§ Dataset content:

********

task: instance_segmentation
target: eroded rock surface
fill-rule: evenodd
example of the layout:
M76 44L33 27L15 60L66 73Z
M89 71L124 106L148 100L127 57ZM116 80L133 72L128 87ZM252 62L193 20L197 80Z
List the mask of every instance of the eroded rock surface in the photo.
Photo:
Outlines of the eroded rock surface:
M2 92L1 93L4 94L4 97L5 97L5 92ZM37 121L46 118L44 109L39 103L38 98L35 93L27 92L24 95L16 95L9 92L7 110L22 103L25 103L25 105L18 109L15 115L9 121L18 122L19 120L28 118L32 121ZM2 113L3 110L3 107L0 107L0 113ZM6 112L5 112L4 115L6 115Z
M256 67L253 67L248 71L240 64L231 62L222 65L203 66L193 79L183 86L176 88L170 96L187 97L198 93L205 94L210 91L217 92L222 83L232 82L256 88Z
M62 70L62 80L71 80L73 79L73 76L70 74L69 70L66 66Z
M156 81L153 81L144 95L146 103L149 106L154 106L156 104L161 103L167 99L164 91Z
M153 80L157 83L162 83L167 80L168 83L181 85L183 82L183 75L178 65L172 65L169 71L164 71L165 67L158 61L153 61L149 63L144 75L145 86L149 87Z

********

§ What the exercise asks: Show every line above that contains the string "eroded", copying each one in full.

§ Solved problem:
target: eroded rock surface
List the mask of every instance of the eroded rock surface in the photo.
Outlines of the eroded rock surface:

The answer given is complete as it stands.